Health Minister Christian Dubé gave an update Friday morning ahead of Sunday’s inauguration of the new health-care agency.

He said Santé Québec has been mandated to return to a balanced budget, a task the minister has described as “non-negotiable.” 

Dubé acknowledged that while a reduction in institutional spending will likely affect public services, every effort will be made to minimize the impact.

“Right now we’re looking at everything to make sure there’s going to be budgetary discipline and that we’ll be able to minimize — that’s the right word, minimize — the impact on services,” he said at a news conference Friday.

WATCH | How will Santé Québec affect the health-care system? 

New Crown corporation aims to improve Quebec’s struggling health-care system

15 days ago

Duration 3:05

Starting Dec. 1, Santé Québec will manage all health-care establishments in the province. The newly-created Crown corporation is a crucial part of the Legault government’s solutions to reform the health-care system.

Starting Sunday, Santé Québec will manage all health-care establishments in the province. The Crown corporation is a crucial part of the Legault government’s solutions to reform the health-care system.

Its main missions are to improve access to services, reduce waitlists for surgeries and reduce wait times in ERs. The health agency will be run by some 900 employees.

“Is this the ideal time that I would have liked Santé Québec to have arrived, with the difficulties, the budgetary rigour, etc.? It’s really not ideal,” Dubé said.

But he said hard times often present “an opportunity for change,” pointing to the government and health network’s response to difficulties presented during the COVID-19 pandemic.

Last week, Finance Minister Eric Girard presented an economic update showing Quebec is running an $11-billion deficit in 2024-25 in part because the cost of some things, including health care, have increased.

The government has already asked Crown corporations and the health-care network to find ways to save money this year, specifically by slashing administrative costs.

‘Welcome to the real world,’ critics say

Opposition parties say Dubé is finally realizing what they’ve known for months.

▶ **Task instructions**
(1) According to the news excerpt, how many employees will run Santé Québec?
(2) Write out the part of the news excerpt between "But he said" and "known for months.", inclusive.

▶ **Record extracts**
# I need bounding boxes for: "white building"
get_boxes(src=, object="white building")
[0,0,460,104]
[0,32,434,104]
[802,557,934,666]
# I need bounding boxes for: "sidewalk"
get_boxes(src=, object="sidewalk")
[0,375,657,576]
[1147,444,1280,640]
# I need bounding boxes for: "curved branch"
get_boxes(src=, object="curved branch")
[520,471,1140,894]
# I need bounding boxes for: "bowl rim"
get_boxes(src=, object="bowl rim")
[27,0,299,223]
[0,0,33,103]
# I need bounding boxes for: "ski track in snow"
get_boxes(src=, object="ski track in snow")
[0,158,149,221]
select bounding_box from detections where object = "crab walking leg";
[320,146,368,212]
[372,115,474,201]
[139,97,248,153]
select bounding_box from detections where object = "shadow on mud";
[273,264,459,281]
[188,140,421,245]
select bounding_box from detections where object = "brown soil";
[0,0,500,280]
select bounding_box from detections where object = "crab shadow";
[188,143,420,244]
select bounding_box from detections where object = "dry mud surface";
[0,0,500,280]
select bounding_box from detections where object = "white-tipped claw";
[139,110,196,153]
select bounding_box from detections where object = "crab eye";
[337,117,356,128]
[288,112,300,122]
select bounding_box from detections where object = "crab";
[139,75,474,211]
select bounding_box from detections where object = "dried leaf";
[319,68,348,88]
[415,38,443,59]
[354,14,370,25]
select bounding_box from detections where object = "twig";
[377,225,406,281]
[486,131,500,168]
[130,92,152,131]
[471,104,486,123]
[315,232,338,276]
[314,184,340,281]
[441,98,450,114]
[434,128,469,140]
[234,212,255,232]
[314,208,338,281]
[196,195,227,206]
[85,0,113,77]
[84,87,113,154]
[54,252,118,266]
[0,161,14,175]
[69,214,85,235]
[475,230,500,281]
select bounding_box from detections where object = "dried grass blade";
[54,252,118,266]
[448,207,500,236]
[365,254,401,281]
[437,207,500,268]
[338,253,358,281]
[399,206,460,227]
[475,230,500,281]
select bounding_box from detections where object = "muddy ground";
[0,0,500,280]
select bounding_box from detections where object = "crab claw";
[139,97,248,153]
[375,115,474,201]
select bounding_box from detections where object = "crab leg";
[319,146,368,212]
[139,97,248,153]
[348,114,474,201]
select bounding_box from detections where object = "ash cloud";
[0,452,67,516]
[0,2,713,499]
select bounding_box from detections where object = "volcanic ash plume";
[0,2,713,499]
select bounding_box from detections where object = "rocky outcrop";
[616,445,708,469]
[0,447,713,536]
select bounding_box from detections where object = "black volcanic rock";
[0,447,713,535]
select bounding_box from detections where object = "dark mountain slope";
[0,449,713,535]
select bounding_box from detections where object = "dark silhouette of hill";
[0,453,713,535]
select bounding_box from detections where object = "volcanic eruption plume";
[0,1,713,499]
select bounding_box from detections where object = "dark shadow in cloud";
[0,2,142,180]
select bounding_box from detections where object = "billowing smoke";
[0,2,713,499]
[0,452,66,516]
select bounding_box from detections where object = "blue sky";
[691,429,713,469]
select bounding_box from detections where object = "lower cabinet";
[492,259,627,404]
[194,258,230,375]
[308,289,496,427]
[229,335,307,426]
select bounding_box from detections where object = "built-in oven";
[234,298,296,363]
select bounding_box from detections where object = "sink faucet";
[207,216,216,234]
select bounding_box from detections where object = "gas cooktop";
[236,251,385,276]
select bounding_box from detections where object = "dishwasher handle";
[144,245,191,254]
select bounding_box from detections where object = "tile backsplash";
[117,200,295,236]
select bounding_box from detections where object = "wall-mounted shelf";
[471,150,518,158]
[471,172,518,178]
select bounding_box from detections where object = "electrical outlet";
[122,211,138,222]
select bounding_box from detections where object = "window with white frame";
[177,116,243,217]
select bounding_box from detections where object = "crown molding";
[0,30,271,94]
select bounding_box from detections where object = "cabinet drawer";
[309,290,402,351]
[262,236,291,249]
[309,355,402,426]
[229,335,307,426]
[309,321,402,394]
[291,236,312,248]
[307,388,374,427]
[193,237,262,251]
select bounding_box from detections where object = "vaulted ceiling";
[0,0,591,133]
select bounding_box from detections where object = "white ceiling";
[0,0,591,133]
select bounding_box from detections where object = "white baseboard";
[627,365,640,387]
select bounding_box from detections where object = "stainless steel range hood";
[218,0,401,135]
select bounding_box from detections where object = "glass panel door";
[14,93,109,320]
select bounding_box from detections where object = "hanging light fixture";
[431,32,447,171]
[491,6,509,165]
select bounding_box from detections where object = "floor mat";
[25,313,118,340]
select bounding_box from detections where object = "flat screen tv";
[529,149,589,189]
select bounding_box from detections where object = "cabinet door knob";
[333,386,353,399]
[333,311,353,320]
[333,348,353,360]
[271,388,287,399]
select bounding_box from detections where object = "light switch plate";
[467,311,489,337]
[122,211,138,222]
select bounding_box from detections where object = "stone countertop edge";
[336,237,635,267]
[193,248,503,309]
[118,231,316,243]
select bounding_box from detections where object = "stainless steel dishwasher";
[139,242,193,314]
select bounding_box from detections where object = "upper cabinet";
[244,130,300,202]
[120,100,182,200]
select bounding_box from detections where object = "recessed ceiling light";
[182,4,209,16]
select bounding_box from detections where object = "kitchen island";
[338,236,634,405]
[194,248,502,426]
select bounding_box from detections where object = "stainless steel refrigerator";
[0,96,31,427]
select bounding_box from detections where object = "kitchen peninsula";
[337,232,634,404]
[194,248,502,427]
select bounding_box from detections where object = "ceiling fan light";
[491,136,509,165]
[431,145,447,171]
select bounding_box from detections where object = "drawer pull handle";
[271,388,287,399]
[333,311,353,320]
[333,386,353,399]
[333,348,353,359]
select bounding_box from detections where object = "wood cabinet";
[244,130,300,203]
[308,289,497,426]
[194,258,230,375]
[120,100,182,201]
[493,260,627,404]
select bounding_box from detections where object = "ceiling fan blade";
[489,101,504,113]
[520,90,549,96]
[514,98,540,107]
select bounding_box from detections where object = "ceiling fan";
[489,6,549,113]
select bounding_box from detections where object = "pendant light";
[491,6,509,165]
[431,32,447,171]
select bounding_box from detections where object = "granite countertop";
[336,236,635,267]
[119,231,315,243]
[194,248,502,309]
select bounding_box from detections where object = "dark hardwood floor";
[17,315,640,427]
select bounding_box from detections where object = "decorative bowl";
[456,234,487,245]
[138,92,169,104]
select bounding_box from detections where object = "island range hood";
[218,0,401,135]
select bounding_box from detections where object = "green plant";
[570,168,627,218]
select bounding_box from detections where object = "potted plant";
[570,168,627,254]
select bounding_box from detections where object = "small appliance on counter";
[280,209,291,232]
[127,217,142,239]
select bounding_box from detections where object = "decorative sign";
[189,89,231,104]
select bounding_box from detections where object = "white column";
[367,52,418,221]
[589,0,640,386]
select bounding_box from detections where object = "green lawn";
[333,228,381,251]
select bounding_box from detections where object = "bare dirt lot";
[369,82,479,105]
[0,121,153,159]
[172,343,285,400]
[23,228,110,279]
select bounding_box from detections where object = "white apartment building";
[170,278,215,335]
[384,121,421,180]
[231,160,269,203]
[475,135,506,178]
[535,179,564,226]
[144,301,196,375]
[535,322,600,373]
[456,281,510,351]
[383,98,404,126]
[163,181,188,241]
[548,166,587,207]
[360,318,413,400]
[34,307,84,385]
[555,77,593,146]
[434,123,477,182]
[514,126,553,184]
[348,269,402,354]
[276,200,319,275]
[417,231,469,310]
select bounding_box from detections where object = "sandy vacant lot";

▶ **Results for the exercise**
(1) Some 900 employees.

(2)
But he said hard times often present “an opportunity for change,” pointing to the government and health network’s response to difficulties presented during the COVID-19 pandemic.

Last week, Finance Minister Eric Girard presented an economic update showing Quebec is running an $11-billion deficit in 2024-25 in part because the cost of some things, including health care, have increased.

The government has already asked Crown corporations and the health-care network to find ways to save money this year, specifically by slashing administrative costs.

‘Welcome to the real world,’ critics say

Opposition parties say Dubé is finally realizing what they’ve known for months.